* **YOUR OBJECTIVE**: Reproduce the material below verbatim, line for line, with no additions, omissions, or edits.

-*-*-

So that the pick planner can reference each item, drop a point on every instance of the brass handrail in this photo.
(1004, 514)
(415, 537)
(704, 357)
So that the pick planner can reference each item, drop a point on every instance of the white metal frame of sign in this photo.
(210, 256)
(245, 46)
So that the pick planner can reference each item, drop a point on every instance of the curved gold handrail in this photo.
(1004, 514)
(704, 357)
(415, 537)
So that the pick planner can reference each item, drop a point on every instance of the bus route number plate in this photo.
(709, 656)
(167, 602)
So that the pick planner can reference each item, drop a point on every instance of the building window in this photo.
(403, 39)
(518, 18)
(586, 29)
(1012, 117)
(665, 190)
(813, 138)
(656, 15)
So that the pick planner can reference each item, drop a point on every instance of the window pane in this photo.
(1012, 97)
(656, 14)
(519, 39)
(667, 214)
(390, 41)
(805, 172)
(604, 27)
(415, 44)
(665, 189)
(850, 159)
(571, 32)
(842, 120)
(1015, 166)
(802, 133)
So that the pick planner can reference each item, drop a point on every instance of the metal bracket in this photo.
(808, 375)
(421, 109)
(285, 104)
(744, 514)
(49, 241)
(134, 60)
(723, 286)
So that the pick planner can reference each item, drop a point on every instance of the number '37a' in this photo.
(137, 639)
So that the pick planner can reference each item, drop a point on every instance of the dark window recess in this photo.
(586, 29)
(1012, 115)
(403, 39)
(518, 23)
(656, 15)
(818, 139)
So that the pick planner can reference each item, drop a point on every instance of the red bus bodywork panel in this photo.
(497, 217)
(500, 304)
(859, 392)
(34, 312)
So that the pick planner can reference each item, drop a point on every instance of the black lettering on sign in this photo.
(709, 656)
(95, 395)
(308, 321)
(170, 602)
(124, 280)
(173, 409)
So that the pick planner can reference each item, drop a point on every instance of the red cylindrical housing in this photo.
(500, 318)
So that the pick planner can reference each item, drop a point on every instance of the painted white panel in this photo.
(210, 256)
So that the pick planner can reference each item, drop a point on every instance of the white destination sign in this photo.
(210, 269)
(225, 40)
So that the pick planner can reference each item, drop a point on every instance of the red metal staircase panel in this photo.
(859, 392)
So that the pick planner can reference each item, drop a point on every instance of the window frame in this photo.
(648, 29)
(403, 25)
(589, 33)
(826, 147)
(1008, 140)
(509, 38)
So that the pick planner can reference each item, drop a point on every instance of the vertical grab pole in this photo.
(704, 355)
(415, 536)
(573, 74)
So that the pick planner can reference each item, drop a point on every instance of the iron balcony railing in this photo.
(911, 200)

-*-*-

* **WRITTEN ANSWER**:
So that the pick planner can reference each item, drop a point on every instance of the brass handrail in this photo.
(1004, 514)
(415, 537)
(704, 357)
So that the pick planner can reference each item, drop a point on every instance of the white metal frame of sign in this photo.
(210, 256)
(245, 46)
So that the pick planner can reference each item, drop a point on every instance of the curved gold handrail in this photo.
(1004, 514)
(704, 357)
(415, 537)
So that the pick planner can reference each item, drop a point on every instance of the bus route number plate in this photo.
(709, 656)
(167, 602)
So that the pick planner can reference each item, drop a point on every instance of the building window in this photo.
(403, 39)
(518, 18)
(586, 29)
(1012, 117)
(665, 190)
(813, 138)
(656, 15)
So that the pick planner can reference each item, drop a point on every instance of the window pane in this photo.
(1012, 97)
(656, 14)
(519, 39)
(667, 214)
(390, 41)
(805, 172)
(604, 27)
(415, 44)
(665, 189)
(850, 159)
(571, 32)
(842, 120)
(1015, 166)
(802, 133)
So that the pick planner can reference each item, drop a point on every instance of the metal bracket in this photo.
(808, 375)
(421, 109)
(285, 104)
(744, 514)
(49, 241)
(134, 60)
(723, 286)
So that the pick planner can reference each item, drop a point on every instance of the number '37a' in this photo.
(137, 639)
So that the pick planner can reference each item, drop a point on every instance of the dark window recess in this photo.
(586, 29)
(1012, 115)
(403, 39)
(518, 23)
(656, 15)
(818, 139)
So that the pick planner can reference each item, drop a point on every instance of the red bus bodywork panel in this photo.
(497, 217)
(500, 304)
(859, 392)
(34, 312)
So that the pick planner can reference each item, drop a point on every instance of the black lettering on sign in this photo.
(709, 656)
(95, 395)
(308, 321)
(170, 602)
(124, 280)
(173, 409)
So that the pick planner can reference each item, drop a point on every instance of the red cylindrical housing in this photo.
(500, 318)
So that the pick planner can reference each item, drop a point on every instance of the painted white panel in this photo.
(210, 256)
So that the pick planner can reference each item, drop a point on every instance of the white destination sign in this photo.
(210, 269)
(225, 40)
So that the pick planner can reference each item, drop a point on every instance of the red metal staircase panel in this photo.
(859, 392)
So that the pick planner can reference each item, drop a point on every instance of the window frame in this photo.
(648, 29)
(403, 25)
(589, 33)
(826, 147)
(1008, 140)
(509, 38)
So that the pick planner can reference each item, drop a point on every instance of the vertical grab pole in this photo.
(704, 355)
(415, 536)
(573, 74)
So that the pick planner can reference each item, drop a point on every instance of the iron balcony railing in this photo.
(911, 200)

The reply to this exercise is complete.